Set task 1:
Multiply each coordinate in the answers of the entries that follow the passage on Oswald by 0.55 and round to whole numbers, with halves going up. Then write every line of those entries out again, the request and its sample included, leaving the sample unchanged and the pictures out.

Document section:
--- BEGIN ---
Shortly after this last sighting of Oswald by his landlady, Oswald is alleged to have encountered Officer Tippit and fatally shot him in the street, in spite of eyewitnesses like Acquilla Clemons who say two men were involved in Tippit’s murder—neither of which were Oswald.
If you recall, Earlene Roberts’ testimony was that Oswald left the boarding house wearing a dark colored jacket, however, the “official” narrative claims that after shooting Tippit, for some unknown reason Oswald removed his light colored jacket and conveniently left it behind.
18). Oswald was arrested for the murder of Officer J.D. Tippit but not for the murder of JFK. It wasn’t until 10 hours after his arrest that he was finally charged with murdering the president.
Interestingly though, during Oswald’s arrest at the Texas Theater, one of the officers is quoted as saying to Oswald, “Kill the president, will you?”
(Note: What’s significant about that statement is, officially, no one had supposedly made a connection between Tippit’s murder and the assassination of JFK yet.)
19). The handgun that Oswald was in possession of when he was arrested was later found to have a damaged firing pin, preventing it from operating. A gun that can’t fire would have prevented Oswald from being able to shoot Officer Tippit. That exculpatory evidence would have been an enormous problem for the prosecution had Oswald been allowed to live long enough to go to trial.
20). About two hours after the assassination of JFK, Oswald was brought to the jail. Dallas PD investigators, however, did not know for sure who they had in custody since Oswald was found to have two different identifications on his person. One was in his real name and the other bore the name Alek James Hidell. To make identification even more difficult, Oswald refused to tell them who he was, instead, choosing to recommend that since they were the cops, they could figure it out themselves.
--- END ---
Dataset records:
--- BEGIN ---
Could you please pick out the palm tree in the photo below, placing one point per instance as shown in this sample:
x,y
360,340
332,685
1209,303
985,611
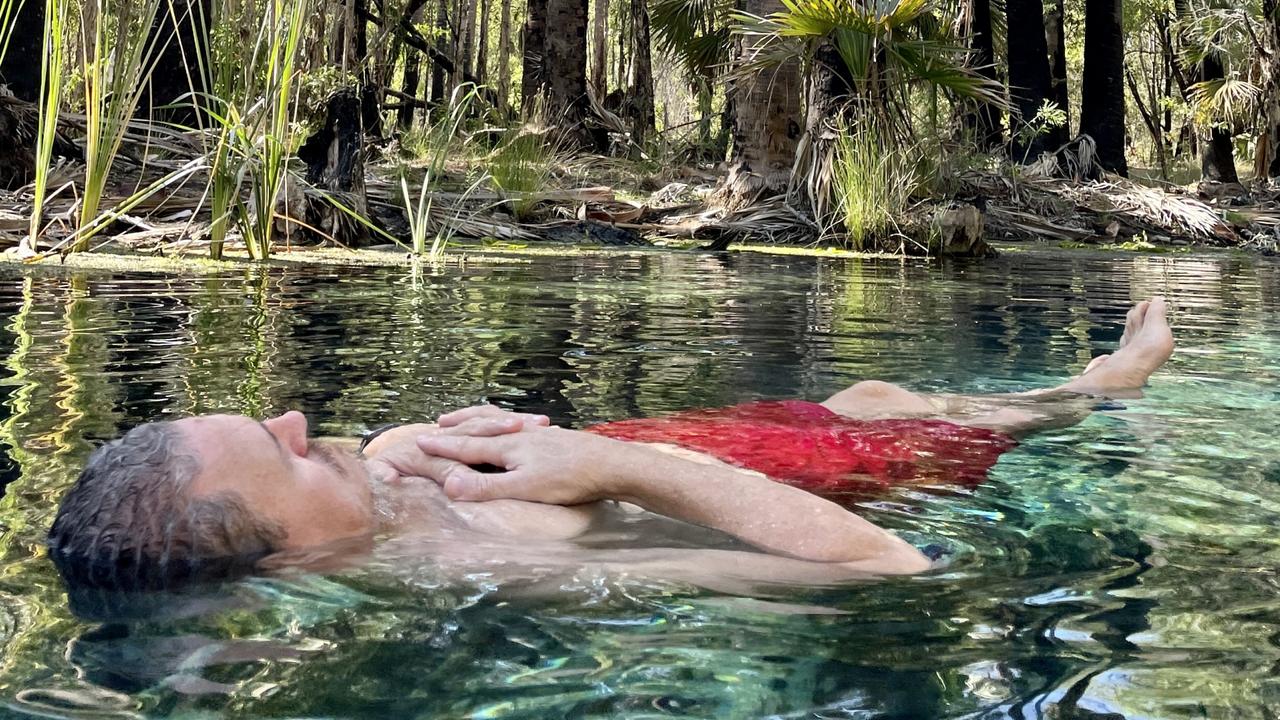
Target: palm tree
x,y
767,117
867,62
--- END ---
Set task 2:
Proceed with the passage on Oswald's arrest, starting after its last sentence.

Task result 1:
Could you please pick out the palm tree in the photo below, placing one point per instance as shown in this sample:
x,y
360,340
332,685
1209,303
985,611
Target: palm tree
x,y
422,64
477,34

Task result 2:
At about this same time, FBI Director J. Edgar Hoover called JFK’s brother, Robert F. Kennedy (RFK), to tell him that the man responsible for his brother’s death was in custody. Also during this phone call, Hoover provided RFK with details about who Oswald was and about Oswald’s history.
This was remarkably fast suspectology (especially for 1963 technology) regarding a man they just arrested and hadn’t confirmed his identity yet, and who wasn’t volunteering information about himself.
21). Oswald attempted to make an unsuccessful phone call from jail to a John David Hurt in Raleigh, North Carolina.
John David Hurt of Raleigh, North Carolina just happened to have been involved in U.S. counterintelligence during World War II.
22). A small Minox camera was found among Oswald’s belongings where he and his wife lived with Ruth Paine.
Dallas Assistant District Attorney William Alexander confirmed it was a camera, as did Dallas property manager H.W. Hill and FBI agent Warren du Brueys (both of whom signed the property inventory that reflected the Minox was a camera). The camera had been documented and inventoried numerous times as a “camera” and the Dallas detectives who found it even noted that it still contained film.
In spite of all this, however, once the camera reached FBI headquarters in Washington DC, a secondary inventory was created and the camera now turned into a “light meter.”
What made this particular Minox camera unique is that it was not only far more expensive than Oswald should have been able to afford (around $200), but it was also the camera commonly used by spies at that time.
23). After Oswald’s autopsy, federal agents visited Miller’s Funeral Home and spent over an hour with Oswald’s body. The funeral director, Paul Groody, said that after the agents left, Oswald now had ink on his hands that Groody had to remove to prepare him for burial. Groody believed the ink was for fingerprinting purposes (even though Oswald had already been fingerprinted prior to his death).
The alleged rifle used to kill JFK — that was documented by the four cops that found it to have been a Mauser 7.65, only for it to later miraculously change to a Mannlicher-Carcano 6.5 — had already been tested and found not to contain Oswald’s prints on it. However, the day after this strange visit by the agents at Miller’s Funeral Home, Oswald’s palm print was suddenly found on the rifle.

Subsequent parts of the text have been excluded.